== Task directions ==
Write out again every line, starting with the line with "rail in this UI." and going on through the line with "xmin=336 ymin=135 xmax=384 ymax=158", keeping the worded lines as they stand. Raise each bounding box coordinate in the answers by 124.

== The records ==
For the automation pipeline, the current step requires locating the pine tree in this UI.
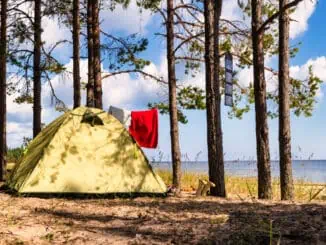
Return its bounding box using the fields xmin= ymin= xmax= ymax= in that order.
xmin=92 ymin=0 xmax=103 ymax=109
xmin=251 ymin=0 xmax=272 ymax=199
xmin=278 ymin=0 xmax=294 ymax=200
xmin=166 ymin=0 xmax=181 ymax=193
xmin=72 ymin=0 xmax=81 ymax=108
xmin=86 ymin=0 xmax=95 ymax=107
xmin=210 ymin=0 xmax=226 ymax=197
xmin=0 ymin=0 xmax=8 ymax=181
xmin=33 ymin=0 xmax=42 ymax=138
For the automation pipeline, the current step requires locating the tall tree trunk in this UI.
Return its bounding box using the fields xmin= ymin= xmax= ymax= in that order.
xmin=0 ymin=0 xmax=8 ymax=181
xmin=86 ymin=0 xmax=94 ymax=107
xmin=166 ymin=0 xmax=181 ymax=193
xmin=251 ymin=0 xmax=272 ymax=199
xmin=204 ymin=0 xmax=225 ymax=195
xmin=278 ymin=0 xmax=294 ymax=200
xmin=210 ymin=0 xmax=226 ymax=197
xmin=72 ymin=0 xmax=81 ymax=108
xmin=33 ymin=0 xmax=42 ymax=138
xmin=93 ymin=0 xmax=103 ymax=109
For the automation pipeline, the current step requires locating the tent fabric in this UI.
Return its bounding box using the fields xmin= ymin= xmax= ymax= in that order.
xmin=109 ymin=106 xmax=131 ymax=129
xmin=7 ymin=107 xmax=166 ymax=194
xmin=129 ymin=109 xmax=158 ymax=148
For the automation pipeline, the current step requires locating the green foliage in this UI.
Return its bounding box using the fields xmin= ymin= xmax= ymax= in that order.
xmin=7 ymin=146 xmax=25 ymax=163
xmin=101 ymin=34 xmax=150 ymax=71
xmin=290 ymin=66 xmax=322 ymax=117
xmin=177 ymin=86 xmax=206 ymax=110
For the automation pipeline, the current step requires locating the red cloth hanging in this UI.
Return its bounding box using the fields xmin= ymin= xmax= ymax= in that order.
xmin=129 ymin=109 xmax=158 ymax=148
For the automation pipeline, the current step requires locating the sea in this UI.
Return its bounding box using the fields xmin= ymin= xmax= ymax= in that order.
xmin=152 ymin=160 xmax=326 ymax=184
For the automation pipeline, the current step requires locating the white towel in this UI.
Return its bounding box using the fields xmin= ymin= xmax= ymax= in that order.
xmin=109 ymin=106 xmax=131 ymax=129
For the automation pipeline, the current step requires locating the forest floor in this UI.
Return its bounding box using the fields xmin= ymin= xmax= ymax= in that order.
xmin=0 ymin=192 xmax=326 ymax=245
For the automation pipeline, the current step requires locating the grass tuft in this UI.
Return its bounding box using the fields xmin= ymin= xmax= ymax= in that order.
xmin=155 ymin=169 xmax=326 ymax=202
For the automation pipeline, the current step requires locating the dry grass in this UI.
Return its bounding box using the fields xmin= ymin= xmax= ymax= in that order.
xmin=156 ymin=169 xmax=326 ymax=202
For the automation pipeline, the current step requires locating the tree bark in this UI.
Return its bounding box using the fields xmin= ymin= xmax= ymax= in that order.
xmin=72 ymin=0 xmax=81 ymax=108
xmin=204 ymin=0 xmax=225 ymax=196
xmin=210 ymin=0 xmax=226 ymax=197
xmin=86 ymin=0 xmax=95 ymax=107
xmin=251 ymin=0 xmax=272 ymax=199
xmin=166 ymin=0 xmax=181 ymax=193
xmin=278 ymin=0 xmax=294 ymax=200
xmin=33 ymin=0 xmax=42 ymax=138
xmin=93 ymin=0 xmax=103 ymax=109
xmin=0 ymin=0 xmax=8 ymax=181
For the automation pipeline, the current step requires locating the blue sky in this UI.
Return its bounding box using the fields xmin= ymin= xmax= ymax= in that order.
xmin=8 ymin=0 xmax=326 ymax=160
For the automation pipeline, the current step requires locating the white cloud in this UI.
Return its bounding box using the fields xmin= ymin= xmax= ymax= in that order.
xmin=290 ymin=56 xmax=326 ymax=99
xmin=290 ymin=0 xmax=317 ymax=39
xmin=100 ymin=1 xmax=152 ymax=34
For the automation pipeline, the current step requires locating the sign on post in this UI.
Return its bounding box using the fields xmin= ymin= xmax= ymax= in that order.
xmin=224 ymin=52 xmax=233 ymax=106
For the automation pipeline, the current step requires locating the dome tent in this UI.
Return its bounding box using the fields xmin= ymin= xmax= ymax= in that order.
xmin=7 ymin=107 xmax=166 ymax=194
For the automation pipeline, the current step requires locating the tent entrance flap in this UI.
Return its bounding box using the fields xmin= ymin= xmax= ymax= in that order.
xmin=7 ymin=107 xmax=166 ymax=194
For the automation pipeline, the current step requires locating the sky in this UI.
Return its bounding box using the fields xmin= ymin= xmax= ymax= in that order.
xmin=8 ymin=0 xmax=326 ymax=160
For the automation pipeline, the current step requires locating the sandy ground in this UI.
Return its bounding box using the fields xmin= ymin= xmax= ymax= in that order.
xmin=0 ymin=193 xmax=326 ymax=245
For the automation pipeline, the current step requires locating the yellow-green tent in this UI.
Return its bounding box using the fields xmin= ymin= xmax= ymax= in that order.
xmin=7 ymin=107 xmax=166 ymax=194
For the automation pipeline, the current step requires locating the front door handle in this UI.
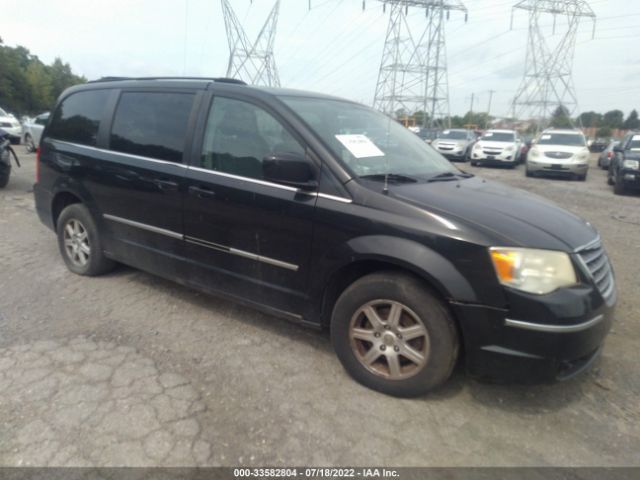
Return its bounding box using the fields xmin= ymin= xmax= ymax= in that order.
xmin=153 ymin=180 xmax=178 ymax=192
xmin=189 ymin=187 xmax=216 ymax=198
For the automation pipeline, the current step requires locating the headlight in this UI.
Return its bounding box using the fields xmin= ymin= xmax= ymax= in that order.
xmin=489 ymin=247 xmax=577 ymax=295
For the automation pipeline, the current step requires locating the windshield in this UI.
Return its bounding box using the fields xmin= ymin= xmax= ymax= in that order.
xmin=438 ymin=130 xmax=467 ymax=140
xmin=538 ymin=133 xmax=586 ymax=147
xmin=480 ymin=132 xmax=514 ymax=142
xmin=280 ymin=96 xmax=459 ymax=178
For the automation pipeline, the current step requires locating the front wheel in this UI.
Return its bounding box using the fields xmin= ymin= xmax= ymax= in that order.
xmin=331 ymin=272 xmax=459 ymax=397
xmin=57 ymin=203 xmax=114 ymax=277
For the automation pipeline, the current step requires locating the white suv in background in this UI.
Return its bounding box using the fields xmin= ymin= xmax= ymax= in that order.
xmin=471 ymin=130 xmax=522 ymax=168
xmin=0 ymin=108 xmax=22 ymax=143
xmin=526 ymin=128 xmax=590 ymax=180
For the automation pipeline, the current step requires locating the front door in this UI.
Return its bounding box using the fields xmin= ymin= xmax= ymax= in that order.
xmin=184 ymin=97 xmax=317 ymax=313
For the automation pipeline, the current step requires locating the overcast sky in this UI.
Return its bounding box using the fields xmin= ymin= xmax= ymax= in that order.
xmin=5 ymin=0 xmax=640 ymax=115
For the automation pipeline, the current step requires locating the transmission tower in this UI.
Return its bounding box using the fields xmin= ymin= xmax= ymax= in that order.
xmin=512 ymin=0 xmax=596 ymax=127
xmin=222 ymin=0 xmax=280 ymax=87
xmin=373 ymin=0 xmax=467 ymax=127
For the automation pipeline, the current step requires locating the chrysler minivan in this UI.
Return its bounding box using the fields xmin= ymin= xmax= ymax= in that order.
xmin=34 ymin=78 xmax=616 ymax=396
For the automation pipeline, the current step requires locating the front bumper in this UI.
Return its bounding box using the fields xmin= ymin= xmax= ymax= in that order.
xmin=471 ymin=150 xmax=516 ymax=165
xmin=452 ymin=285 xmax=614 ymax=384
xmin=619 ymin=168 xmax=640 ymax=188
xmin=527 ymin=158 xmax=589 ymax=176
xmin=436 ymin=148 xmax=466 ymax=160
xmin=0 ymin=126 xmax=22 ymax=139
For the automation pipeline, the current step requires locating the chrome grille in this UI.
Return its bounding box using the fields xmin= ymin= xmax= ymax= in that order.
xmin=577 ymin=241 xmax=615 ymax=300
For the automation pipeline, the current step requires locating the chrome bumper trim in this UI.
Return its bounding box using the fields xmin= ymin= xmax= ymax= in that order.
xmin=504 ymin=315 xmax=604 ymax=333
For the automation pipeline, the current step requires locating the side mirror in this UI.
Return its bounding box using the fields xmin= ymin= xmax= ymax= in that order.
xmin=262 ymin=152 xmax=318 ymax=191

--

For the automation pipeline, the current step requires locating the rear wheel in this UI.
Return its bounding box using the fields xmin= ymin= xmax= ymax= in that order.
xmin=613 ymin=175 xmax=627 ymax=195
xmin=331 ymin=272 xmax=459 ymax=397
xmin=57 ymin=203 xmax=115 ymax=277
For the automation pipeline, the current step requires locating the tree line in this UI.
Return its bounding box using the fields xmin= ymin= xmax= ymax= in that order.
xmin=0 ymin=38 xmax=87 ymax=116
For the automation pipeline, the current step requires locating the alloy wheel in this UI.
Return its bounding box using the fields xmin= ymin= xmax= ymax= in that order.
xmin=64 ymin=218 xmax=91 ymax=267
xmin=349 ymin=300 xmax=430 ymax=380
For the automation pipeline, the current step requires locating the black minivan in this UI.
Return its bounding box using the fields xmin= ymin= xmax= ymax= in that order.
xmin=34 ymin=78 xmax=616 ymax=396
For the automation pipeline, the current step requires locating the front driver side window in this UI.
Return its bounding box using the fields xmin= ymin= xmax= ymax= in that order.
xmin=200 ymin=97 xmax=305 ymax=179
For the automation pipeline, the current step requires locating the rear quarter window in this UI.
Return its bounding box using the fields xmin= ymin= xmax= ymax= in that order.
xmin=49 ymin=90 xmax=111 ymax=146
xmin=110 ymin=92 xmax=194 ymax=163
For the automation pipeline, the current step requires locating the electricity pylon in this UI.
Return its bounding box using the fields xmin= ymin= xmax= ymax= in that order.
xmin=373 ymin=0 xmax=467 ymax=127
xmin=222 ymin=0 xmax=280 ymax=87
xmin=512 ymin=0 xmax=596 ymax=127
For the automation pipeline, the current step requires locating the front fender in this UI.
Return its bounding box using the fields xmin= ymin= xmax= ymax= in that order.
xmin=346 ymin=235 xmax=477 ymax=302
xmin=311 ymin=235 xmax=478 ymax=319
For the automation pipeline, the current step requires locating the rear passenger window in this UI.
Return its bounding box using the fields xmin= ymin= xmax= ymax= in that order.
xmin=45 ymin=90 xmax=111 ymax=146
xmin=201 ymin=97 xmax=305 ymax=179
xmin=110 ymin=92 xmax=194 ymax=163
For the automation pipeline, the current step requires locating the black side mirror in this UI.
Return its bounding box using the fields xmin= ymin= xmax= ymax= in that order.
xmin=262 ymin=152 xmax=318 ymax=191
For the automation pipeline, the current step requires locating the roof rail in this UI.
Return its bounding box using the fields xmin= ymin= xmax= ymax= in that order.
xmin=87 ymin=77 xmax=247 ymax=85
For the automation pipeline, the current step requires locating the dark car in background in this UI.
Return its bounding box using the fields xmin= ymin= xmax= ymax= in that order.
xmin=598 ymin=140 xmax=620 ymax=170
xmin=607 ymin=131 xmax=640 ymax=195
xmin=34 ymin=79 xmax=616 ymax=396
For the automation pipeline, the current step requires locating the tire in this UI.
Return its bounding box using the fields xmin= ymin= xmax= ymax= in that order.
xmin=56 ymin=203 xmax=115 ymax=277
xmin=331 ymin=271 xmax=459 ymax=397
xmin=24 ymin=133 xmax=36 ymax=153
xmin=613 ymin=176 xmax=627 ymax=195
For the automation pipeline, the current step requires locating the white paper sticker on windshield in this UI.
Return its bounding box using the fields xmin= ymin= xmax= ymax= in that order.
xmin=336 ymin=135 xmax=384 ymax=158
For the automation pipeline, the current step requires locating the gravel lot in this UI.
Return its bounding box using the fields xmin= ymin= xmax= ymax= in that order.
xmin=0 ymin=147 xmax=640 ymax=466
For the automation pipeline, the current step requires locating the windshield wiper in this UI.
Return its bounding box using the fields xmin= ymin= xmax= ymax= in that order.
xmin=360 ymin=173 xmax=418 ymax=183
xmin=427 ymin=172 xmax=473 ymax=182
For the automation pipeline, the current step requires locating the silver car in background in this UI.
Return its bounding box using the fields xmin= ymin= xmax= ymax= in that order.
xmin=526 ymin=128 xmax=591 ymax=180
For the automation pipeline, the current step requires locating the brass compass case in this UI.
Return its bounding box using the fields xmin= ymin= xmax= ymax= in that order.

==

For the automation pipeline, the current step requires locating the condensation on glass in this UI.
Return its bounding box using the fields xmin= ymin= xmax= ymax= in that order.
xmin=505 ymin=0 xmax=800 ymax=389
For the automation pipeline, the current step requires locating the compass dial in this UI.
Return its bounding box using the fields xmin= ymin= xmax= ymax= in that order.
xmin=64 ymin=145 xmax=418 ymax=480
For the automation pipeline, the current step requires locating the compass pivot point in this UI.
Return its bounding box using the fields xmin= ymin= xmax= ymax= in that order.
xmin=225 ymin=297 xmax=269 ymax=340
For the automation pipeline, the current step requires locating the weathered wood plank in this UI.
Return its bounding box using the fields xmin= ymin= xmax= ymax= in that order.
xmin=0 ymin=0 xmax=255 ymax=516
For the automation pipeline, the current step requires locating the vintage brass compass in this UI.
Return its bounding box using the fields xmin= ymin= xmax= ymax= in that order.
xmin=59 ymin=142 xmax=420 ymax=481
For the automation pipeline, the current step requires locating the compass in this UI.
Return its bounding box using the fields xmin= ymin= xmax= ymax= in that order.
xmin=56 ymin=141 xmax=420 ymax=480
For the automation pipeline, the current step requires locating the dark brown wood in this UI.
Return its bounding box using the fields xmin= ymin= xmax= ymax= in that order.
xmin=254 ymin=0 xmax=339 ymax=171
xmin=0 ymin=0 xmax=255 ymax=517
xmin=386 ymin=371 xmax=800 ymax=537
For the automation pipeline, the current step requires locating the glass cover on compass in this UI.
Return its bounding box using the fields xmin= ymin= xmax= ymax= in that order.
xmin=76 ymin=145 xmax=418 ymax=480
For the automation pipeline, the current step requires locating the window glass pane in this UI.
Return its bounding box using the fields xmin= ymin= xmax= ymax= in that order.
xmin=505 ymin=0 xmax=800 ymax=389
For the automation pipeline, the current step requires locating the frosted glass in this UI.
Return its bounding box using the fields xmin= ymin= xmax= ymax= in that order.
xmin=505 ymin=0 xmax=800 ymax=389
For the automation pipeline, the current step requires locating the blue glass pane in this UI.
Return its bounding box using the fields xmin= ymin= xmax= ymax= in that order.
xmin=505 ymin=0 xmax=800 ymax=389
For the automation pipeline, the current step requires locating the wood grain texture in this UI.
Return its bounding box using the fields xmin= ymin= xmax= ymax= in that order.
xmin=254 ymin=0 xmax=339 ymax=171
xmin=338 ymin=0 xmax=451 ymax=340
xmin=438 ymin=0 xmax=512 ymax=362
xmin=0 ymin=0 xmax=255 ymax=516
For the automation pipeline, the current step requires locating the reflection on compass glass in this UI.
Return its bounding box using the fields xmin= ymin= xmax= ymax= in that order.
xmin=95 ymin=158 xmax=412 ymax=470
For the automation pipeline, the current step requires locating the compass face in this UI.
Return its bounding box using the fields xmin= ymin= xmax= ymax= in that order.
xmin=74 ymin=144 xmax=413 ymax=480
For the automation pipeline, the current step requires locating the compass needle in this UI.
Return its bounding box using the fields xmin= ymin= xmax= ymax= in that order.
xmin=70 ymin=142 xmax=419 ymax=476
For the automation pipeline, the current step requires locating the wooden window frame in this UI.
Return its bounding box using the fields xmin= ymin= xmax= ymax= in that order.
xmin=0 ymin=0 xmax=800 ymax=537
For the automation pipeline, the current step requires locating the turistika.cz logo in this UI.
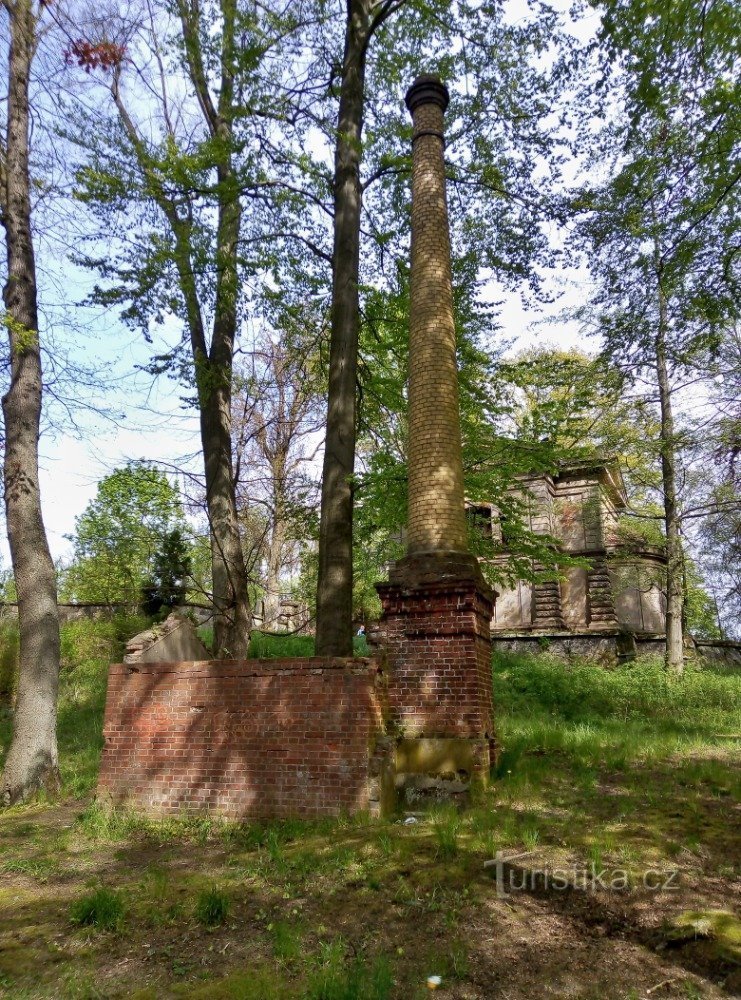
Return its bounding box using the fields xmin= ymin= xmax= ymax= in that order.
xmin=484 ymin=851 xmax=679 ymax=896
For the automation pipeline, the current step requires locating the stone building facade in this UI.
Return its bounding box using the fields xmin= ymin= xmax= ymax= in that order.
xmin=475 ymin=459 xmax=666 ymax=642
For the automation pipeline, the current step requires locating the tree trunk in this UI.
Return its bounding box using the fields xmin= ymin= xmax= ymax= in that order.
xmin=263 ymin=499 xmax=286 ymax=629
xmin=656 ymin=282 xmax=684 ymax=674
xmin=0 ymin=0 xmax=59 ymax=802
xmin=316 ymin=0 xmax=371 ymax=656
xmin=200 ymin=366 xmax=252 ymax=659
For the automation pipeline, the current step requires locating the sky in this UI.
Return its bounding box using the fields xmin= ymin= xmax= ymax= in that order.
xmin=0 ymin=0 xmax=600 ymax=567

== Task output ==
For the automation pipeline, the current step requires locating the roof rail in this UI.
Return its bounding box using the fields xmin= ymin= xmax= ymax= in that order.
xmin=211 ymin=201 xmax=371 ymax=209
For the automation pipeline, the current step requires locating the dark car in background in this UI.
Return its bounding box using the fields xmin= ymin= xmax= ymax= in that order.
xmin=722 ymin=264 xmax=744 ymax=294
xmin=731 ymin=255 xmax=764 ymax=319
xmin=158 ymin=203 xmax=740 ymax=520
For the automation pipeline, the current step requires locating the tire in this UI.
Return its bounding box using the fields xmin= ymin= xmax= ymax= in that order.
xmin=180 ymin=327 xmax=239 ymax=401
xmin=455 ymin=395 xmax=583 ymax=521
xmin=148 ymin=257 xmax=160 ymax=277
xmin=737 ymin=300 xmax=751 ymax=319
For the automation pipeline, the current step requires locating the white paper sticker on windshield in this UI.
Return its bounding box using the fields xmin= ymin= xmax= ymax= in that order.
xmin=460 ymin=259 xmax=508 ymax=282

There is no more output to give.